---------- Material provided

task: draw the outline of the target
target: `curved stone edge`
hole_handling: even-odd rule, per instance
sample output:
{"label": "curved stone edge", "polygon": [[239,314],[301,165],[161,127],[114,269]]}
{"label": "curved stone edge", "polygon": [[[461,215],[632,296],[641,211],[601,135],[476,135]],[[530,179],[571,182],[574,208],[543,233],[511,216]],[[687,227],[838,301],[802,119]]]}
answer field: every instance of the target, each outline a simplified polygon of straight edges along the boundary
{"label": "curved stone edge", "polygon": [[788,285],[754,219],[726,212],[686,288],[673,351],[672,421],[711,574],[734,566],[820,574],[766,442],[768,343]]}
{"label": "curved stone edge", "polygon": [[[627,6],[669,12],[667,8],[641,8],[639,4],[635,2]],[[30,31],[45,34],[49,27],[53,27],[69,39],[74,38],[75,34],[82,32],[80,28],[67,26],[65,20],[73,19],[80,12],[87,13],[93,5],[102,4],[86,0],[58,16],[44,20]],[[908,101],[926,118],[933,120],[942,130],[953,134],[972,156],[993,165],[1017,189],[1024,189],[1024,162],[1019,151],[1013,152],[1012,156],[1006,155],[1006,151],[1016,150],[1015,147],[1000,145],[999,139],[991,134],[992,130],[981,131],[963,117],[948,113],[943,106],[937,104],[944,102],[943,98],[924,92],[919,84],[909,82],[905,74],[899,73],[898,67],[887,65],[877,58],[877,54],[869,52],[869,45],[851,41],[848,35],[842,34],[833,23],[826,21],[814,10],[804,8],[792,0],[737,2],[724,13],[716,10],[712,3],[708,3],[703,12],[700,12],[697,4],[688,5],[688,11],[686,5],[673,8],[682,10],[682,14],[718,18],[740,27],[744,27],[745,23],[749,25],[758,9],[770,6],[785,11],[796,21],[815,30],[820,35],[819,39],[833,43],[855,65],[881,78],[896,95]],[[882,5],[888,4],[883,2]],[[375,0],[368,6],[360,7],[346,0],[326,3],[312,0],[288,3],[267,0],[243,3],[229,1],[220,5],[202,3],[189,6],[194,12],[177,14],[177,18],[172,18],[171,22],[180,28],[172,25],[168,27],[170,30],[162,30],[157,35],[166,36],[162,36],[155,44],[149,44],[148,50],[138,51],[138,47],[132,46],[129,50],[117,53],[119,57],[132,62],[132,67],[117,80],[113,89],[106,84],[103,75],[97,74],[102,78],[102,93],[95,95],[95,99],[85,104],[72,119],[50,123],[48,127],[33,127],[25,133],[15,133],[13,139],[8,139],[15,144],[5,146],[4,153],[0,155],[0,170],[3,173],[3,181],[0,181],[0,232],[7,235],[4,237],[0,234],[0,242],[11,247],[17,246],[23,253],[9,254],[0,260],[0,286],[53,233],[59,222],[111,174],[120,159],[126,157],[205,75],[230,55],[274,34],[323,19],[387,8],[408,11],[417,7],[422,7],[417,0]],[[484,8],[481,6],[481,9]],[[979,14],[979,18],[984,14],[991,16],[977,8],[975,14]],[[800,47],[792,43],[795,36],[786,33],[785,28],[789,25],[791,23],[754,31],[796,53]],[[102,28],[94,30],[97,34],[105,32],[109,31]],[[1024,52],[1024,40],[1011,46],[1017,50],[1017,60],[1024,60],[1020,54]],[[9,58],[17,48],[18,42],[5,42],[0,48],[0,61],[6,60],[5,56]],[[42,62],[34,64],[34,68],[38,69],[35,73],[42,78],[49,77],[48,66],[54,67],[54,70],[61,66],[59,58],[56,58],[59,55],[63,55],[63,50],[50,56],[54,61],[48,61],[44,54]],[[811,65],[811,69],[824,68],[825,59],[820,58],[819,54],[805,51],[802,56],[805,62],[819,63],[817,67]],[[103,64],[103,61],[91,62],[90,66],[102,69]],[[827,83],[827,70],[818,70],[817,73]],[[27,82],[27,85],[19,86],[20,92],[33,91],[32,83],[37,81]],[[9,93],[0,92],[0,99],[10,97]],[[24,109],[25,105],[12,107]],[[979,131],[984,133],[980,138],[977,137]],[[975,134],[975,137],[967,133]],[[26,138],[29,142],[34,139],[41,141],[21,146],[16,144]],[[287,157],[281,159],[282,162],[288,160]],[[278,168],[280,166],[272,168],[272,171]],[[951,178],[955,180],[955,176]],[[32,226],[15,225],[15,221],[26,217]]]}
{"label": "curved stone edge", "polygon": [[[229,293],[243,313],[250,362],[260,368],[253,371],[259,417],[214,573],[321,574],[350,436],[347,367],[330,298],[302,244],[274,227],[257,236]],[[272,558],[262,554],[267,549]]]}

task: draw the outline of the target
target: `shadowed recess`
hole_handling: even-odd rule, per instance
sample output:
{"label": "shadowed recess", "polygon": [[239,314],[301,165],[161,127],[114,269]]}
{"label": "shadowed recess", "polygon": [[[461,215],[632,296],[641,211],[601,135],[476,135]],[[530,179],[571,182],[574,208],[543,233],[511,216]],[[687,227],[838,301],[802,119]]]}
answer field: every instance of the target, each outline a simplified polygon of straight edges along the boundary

--------------------

## Work item
Scan the data above; copy every line where "recess" appears.

## Solution for this exercise
target: `shadowed recess`
{"label": "shadowed recess", "polygon": [[239,314],[301,165],[161,127],[114,269]]}
{"label": "shadowed recess", "polygon": [[[461,215],[632,296],[641,211],[601,135],[476,135]],[[530,179],[571,182],[574,208],[543,233],[511,216]],[[687,227],[838,301],[802,119]]]}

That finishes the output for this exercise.